Stored rows
◇ ◇ ◇ ◇ ◇ ◇ ◇
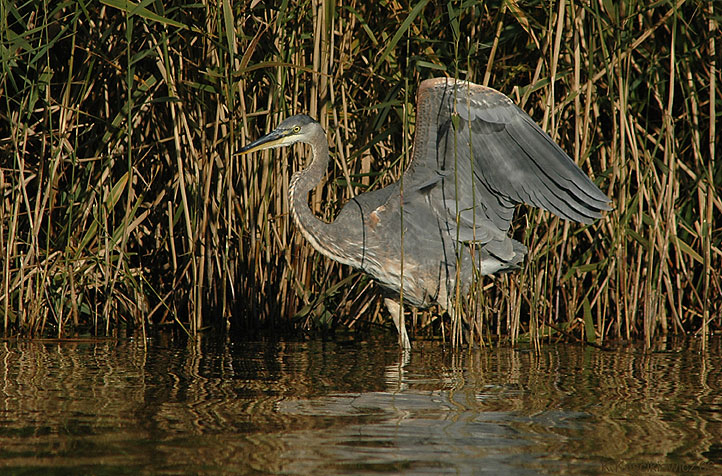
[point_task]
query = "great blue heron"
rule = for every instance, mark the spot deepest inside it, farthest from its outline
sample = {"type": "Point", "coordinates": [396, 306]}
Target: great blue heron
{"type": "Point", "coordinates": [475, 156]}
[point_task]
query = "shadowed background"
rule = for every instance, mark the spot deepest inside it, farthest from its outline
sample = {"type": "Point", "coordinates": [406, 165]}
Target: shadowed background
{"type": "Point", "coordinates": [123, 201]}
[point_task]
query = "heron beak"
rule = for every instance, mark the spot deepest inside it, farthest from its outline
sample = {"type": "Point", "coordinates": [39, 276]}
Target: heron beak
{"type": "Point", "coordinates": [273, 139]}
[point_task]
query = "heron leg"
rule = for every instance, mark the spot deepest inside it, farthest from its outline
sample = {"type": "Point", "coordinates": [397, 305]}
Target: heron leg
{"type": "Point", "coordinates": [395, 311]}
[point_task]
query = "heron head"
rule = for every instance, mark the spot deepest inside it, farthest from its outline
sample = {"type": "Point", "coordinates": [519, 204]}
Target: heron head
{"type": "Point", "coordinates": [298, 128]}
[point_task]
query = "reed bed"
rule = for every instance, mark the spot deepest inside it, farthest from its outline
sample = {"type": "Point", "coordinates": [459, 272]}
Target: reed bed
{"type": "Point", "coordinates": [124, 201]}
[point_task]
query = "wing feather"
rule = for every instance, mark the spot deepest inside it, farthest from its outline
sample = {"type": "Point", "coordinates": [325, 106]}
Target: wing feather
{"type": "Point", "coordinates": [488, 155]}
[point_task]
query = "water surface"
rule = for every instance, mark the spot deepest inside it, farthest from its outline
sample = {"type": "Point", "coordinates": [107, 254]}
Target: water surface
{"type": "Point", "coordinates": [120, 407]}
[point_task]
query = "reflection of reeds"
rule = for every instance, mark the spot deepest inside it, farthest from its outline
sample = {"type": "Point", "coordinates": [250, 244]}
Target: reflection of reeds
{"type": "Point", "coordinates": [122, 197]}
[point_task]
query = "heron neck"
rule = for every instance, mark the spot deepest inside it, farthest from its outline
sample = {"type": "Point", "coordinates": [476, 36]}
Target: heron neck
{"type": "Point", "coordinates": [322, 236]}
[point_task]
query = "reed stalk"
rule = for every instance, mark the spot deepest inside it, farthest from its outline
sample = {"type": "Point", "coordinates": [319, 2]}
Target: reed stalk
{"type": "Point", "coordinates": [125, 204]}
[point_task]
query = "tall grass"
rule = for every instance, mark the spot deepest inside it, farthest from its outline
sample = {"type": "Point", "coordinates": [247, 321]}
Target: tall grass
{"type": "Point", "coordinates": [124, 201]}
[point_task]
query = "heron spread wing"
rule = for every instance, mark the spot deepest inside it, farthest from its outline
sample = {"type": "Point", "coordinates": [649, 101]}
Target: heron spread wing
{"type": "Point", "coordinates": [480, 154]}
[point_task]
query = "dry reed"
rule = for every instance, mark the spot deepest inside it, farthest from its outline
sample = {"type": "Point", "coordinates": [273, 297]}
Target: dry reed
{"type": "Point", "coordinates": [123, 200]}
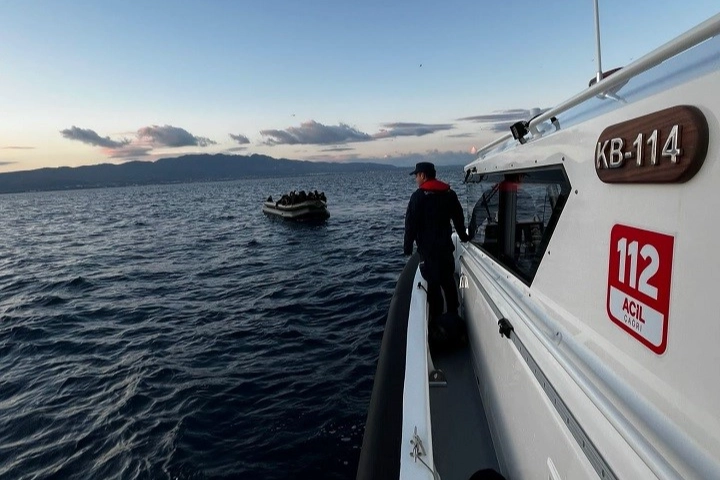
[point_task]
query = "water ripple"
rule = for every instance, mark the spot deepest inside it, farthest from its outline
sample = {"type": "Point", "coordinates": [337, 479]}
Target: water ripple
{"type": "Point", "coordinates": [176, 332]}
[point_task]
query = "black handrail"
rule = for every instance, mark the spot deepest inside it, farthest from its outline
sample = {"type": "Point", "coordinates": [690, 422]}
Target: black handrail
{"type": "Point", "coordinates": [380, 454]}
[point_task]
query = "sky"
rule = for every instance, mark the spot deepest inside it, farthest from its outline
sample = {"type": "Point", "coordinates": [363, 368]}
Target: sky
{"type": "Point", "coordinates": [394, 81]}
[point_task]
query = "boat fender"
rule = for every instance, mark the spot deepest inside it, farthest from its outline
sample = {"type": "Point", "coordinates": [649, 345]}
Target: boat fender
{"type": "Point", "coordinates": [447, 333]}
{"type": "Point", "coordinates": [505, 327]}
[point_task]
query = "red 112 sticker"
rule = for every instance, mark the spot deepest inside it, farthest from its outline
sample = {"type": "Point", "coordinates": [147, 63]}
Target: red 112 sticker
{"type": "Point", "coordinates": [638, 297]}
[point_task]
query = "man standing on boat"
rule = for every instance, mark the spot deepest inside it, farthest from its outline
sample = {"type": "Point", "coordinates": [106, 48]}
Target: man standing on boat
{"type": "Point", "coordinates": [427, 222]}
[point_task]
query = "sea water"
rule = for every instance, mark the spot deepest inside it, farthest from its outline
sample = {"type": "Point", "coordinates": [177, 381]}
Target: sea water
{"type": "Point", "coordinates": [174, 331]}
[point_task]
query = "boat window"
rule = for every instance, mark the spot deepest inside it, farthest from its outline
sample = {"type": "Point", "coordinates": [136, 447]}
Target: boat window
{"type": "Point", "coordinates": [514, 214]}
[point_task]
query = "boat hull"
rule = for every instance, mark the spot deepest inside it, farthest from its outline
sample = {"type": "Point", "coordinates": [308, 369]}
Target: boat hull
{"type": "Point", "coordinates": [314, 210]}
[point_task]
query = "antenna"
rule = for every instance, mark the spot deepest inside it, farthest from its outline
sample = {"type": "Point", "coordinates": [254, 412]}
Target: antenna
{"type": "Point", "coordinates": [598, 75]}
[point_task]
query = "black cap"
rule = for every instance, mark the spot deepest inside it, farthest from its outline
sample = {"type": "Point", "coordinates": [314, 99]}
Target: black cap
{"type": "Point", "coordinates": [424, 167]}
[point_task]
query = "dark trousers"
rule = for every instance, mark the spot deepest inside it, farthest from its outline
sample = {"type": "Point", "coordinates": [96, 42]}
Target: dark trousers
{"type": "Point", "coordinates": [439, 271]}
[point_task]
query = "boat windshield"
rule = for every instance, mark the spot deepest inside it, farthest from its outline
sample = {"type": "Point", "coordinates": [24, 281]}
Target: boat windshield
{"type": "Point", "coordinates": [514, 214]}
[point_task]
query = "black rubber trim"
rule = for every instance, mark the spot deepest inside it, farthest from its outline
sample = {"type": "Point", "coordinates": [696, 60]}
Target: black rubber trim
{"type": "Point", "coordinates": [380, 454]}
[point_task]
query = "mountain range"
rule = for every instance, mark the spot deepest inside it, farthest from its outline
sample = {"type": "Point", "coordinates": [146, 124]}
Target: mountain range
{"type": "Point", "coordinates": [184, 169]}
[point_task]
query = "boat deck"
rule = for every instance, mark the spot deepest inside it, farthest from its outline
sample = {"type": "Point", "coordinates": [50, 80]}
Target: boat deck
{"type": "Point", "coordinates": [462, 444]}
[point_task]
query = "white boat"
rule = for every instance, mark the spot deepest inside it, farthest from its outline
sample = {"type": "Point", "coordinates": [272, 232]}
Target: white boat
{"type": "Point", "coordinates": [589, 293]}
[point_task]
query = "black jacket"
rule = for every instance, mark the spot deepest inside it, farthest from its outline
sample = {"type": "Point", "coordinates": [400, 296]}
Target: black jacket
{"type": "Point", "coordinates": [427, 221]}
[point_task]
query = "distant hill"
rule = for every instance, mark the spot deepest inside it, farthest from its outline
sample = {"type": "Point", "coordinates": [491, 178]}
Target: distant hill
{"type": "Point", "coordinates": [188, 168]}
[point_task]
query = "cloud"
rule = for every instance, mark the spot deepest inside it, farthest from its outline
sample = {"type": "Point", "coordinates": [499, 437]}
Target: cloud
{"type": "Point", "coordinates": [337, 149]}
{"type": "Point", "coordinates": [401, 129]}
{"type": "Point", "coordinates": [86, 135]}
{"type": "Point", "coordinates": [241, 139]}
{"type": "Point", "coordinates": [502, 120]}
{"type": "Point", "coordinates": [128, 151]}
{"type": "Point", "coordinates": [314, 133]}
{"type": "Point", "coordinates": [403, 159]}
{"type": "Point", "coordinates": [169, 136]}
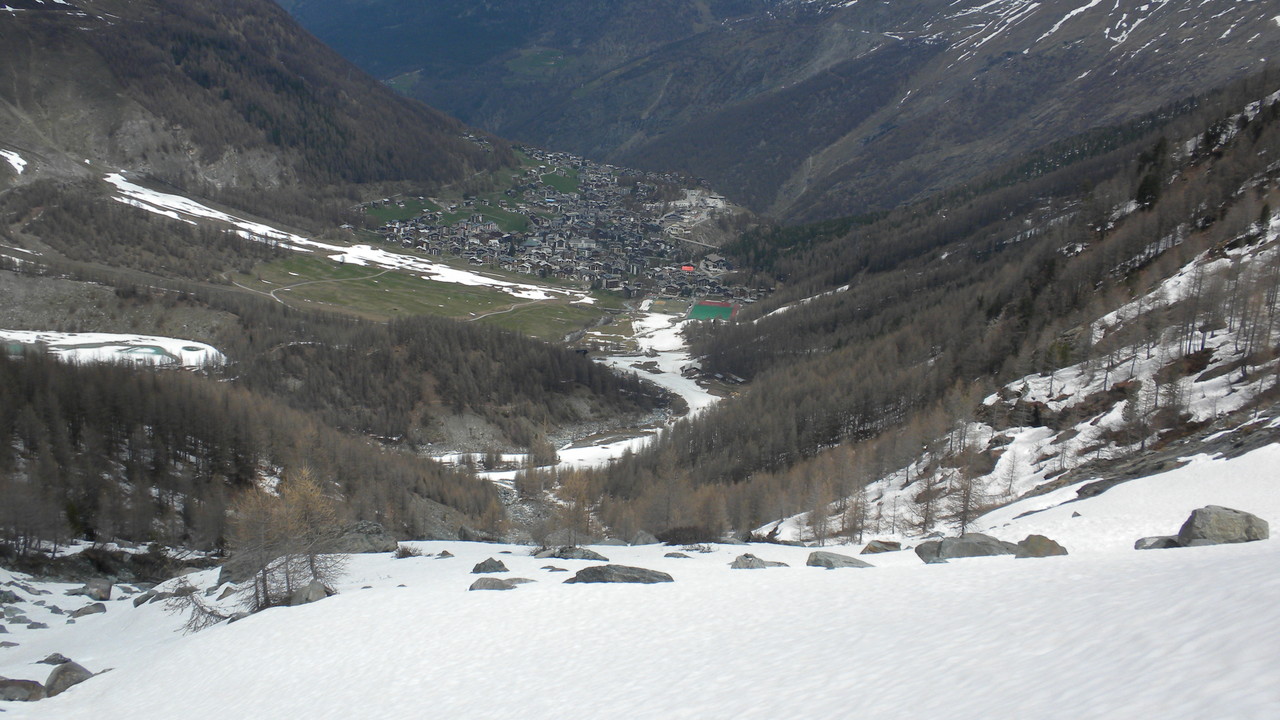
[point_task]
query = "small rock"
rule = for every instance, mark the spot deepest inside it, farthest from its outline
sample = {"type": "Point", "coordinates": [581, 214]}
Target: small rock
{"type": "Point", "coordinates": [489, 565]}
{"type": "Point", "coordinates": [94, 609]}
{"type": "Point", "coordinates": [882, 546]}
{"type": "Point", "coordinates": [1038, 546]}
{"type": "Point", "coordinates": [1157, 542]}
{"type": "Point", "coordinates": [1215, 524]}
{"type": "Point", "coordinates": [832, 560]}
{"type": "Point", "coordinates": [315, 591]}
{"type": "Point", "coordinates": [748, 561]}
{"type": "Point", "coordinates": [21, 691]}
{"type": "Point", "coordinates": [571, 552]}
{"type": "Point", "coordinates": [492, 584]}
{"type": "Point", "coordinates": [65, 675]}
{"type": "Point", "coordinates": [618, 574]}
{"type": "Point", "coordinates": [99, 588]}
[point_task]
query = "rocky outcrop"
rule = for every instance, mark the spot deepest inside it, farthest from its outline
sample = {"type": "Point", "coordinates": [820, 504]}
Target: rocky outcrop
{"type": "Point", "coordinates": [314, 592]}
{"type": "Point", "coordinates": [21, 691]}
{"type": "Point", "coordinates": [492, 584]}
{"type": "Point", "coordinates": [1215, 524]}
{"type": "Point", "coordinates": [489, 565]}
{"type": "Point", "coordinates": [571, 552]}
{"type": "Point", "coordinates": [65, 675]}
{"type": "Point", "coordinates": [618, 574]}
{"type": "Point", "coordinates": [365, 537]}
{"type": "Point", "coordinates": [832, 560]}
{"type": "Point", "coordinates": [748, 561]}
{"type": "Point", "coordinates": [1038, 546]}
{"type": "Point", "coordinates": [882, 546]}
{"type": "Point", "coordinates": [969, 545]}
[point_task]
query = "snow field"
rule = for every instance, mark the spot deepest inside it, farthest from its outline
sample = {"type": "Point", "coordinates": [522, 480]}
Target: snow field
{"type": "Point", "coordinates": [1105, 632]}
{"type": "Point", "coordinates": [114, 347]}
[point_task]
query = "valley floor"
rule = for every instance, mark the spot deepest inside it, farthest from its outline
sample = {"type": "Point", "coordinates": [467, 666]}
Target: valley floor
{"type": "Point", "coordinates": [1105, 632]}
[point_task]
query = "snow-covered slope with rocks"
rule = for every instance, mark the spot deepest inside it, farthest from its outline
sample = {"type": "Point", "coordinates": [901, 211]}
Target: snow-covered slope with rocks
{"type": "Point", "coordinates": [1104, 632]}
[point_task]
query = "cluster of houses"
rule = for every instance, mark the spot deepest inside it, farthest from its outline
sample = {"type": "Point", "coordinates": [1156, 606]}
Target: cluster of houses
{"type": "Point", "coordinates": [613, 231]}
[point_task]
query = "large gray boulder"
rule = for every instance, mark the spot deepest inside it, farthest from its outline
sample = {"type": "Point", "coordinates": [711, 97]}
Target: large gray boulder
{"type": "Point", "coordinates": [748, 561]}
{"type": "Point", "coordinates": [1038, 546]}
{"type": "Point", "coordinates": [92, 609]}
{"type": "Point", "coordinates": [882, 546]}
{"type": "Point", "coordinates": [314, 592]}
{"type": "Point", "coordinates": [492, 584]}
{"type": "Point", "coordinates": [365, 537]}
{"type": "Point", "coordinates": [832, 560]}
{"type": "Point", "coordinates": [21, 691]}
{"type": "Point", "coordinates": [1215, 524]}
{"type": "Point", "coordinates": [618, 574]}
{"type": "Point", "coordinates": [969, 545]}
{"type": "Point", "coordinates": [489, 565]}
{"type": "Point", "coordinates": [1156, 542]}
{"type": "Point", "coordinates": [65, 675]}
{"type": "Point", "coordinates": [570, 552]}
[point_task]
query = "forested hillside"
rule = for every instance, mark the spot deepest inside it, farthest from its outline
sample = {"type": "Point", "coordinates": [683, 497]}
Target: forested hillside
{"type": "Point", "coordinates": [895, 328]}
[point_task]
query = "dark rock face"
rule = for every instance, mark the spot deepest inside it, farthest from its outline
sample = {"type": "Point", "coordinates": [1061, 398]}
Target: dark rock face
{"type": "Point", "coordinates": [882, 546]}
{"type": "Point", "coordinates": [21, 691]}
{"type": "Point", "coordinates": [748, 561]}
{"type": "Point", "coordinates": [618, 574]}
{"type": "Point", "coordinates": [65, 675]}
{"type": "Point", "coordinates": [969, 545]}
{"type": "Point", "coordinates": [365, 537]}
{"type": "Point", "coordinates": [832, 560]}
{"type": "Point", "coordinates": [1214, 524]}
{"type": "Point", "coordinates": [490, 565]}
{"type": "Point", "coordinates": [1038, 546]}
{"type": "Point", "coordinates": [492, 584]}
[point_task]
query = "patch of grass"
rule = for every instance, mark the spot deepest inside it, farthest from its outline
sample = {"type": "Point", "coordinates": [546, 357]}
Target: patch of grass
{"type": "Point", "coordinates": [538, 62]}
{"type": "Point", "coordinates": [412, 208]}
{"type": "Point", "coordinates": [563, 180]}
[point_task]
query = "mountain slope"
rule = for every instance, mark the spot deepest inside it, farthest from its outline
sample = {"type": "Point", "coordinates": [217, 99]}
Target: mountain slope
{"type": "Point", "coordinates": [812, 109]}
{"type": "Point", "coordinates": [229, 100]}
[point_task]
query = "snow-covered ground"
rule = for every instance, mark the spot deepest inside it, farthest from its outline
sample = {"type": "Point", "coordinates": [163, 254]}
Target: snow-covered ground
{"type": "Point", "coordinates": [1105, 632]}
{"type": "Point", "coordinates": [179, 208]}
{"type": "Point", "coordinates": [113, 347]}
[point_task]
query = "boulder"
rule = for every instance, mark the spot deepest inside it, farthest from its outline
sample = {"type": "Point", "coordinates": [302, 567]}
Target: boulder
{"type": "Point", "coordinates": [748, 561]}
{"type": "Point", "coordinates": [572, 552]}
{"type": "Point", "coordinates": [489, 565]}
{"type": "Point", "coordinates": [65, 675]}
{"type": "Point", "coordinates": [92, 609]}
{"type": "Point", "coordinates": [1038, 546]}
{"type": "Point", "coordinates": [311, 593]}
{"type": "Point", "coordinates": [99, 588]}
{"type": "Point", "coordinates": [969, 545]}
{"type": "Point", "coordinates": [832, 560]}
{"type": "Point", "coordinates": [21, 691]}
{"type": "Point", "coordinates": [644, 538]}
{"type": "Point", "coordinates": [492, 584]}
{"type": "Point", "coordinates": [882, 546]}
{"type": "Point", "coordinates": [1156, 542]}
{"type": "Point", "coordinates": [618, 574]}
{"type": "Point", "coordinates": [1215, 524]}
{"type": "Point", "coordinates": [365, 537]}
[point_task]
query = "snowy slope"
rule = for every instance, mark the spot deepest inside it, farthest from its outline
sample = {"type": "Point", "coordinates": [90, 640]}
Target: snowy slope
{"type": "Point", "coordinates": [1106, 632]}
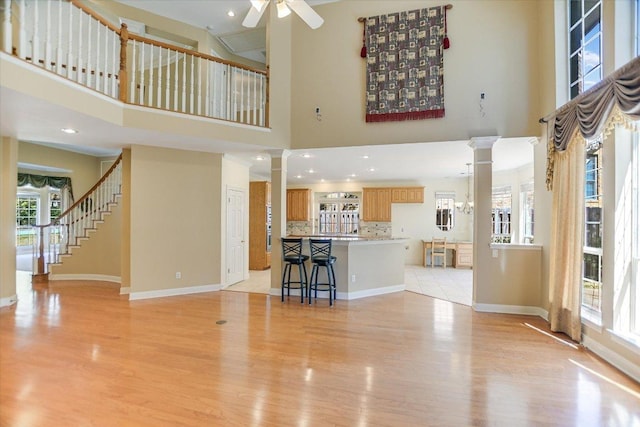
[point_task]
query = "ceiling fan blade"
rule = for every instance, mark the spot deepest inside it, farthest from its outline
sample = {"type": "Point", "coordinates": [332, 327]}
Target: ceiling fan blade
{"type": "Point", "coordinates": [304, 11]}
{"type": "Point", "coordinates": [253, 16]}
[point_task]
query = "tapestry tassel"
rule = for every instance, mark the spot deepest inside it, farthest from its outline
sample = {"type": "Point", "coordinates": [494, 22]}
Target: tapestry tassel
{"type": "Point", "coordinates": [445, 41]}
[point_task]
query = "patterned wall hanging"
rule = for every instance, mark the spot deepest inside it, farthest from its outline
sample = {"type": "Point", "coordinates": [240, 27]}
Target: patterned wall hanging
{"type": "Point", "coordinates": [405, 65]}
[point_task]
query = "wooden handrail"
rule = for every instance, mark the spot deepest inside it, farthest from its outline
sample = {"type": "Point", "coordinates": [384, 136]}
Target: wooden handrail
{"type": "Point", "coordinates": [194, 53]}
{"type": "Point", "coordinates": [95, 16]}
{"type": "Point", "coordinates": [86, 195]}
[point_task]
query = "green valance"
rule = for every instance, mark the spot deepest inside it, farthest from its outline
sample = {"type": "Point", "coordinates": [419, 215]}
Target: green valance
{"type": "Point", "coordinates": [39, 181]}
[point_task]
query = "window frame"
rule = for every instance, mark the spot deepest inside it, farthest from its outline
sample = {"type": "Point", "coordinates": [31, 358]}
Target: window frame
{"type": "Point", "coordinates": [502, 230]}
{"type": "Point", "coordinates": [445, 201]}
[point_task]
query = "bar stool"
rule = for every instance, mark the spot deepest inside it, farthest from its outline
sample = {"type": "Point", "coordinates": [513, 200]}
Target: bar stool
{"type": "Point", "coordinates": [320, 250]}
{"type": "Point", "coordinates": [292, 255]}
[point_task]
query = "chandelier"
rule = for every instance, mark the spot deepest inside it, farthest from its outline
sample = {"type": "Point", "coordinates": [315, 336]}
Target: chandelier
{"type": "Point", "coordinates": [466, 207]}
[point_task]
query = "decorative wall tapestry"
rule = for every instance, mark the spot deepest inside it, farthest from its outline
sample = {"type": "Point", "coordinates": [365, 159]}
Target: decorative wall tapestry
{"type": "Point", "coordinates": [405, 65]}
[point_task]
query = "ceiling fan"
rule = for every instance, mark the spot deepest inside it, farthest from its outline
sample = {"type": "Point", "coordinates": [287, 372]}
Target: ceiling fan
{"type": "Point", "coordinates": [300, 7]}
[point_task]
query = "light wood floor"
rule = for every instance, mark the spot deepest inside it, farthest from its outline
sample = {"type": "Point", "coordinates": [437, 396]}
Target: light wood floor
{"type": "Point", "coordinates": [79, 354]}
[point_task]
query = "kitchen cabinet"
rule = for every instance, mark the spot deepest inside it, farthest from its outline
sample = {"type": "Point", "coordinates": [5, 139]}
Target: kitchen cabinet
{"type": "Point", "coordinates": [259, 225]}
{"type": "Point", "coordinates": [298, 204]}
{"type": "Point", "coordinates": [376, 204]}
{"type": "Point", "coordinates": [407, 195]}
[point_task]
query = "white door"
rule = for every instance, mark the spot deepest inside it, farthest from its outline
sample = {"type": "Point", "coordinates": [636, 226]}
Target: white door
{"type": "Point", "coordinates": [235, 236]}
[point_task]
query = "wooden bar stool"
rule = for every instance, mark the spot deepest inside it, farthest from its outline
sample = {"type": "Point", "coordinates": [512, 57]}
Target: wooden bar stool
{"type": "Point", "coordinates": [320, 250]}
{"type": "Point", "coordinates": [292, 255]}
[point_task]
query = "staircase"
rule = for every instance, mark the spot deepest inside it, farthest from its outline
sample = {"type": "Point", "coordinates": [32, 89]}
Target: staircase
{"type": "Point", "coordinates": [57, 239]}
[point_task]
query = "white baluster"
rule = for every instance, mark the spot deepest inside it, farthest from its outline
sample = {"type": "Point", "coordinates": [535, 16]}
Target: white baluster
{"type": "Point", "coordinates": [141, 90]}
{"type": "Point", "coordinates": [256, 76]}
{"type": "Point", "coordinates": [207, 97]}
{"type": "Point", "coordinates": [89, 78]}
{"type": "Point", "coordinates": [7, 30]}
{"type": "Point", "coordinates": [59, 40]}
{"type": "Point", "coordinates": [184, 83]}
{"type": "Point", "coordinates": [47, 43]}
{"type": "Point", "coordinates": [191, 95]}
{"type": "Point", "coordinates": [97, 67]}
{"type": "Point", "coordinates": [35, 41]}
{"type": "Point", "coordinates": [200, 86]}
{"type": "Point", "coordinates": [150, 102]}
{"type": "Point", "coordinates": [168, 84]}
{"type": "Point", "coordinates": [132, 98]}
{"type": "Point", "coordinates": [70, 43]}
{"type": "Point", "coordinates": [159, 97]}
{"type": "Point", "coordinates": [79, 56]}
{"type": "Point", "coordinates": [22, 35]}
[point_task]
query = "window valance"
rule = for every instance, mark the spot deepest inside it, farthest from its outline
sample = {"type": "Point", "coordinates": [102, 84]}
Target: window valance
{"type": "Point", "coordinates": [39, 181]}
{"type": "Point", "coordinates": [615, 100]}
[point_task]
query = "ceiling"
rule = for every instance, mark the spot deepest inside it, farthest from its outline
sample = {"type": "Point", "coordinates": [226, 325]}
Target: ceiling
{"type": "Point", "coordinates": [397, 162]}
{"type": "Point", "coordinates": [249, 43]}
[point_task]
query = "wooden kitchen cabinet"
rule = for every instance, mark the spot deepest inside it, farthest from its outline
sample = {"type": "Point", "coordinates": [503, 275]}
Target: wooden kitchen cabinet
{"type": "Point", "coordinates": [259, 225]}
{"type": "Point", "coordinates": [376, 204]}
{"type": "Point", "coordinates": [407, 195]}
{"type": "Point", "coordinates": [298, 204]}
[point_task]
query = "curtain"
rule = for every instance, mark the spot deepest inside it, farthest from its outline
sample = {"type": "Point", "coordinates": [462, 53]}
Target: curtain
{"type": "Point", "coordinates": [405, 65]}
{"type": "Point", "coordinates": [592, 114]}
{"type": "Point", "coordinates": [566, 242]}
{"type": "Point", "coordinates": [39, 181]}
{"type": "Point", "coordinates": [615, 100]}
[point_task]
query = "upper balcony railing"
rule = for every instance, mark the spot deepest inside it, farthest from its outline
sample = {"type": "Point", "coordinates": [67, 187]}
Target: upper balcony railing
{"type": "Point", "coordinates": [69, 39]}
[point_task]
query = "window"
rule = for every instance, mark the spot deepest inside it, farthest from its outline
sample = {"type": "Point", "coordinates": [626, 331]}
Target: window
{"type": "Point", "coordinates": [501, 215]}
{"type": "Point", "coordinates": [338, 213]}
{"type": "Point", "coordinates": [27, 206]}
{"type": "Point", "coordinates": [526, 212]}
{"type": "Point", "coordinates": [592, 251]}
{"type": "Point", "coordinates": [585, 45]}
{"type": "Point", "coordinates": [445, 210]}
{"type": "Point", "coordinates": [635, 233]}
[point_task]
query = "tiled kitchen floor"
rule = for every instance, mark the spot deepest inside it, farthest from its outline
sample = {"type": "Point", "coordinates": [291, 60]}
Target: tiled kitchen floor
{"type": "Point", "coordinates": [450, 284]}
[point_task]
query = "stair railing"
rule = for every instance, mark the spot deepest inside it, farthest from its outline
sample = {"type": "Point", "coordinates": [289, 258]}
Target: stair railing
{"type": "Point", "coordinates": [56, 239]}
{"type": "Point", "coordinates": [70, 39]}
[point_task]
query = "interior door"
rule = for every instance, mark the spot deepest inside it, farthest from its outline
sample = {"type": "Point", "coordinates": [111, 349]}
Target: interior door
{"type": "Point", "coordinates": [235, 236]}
◇ ◇ ◇ ◇ ◇ ◇ ◇
Instructions to follow
Identify every line of the records above that contains the word "spread", and copy each of those lines.

The answer
query = "heron spread wing"
Target: heron spread wing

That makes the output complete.